■ Selected text
Achieving a Complete View of your Customer – Part 2

Combining Complex Data Systems

When we left off in “How to Combine Complex Data Systems Part 1” we had completed the customering process for a client, finding a single record to represent an individual, and assigning a key id, and were left with one task householding.

Householding can be a more complicated procedure. Once we have contact information, i.e. address, we can start to group customers based on physical address (this is only for retail customers; businesses are treated differently; more on that in a moment). This way we can identify Ben Armstrong and Ben Armstrong Jr as living at the same address; if we want to target households instead of individuals, then we can send a single marketing item to the head of household, rather than each individual. Like the accounts and parties, households are given keys to identify them.

While doing this initially is pretty straightforward, it gets complicated when we have new data. For example, John Smith and Mary live together in our system. If they move to a new address, do they get a new key, or do they keep their existing key? From a marketing point of view, it makes sense for them to keep their key, since the key is really just an arbitrary id used to recognize that they live together. However, what if they move into an address that already exists as belonging to someone else? What if John and Mary move apart; who should keep the key? Either one, neither? These were issues that were resolved by trying to keep end use in mind.  Our client wanted to use this new system for marketing.  Therefore, we continually focused on how to best set up the system to provide the most value to marketing.

Getting back to householding for businesses, that was more straightforward; each business individual was treated as its own household.

This process also incorporated new data, updating contact information, adding new customers, removing customers who left. This was more complicated, but ultimately boiled down to the original ideas, plus rules for managing changes (e.g. how should a particular record be handled if there’s a change?)

■ Provided material
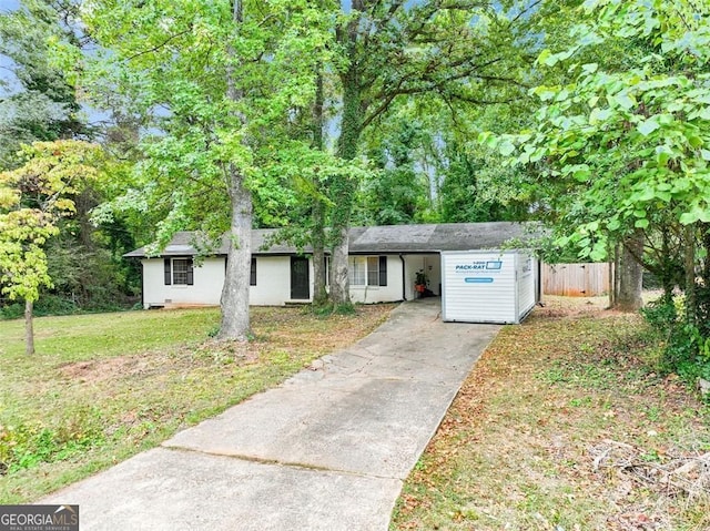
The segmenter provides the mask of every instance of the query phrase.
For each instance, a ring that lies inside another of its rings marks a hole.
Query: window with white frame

■ Exercise requirements
(A) From the article on customer householding, quote the stretch from "Combining Complex Data" through "to identify them.".
(B) Answer these questions using the article on customer householding.
(i) On what basis are retail customers grouped into households?
(ii) For what purpose did the client want to use the new system?
(iii) How was each business individual treated when householding businesses?

■ Final answers
(A)
Combining Complex Data Systems

When we left off in “How to Combine Complex Data Systems Part 1” we had completed the customering process for a client, finding a single record to represent an individual, and assigning a key id, and were left with one task householding.

Householding can be a more complicated procedure. Once we have contact information, i.e. address, we can start to group customers based on physical address (this is only for retail customers; businesses are treated differently; more on that in a moment). This way we can identify Ben Armstrong and Ben Armstrong Jr as living at the same address; if we want to target households instead of individuals, then we can send a single marketing item to the head of household, rather than each individual. Like the accounts and parties, households are given keys to identify them.

(B)
(i) Physical address.
(ii) Marketing.
(iii) As its own household.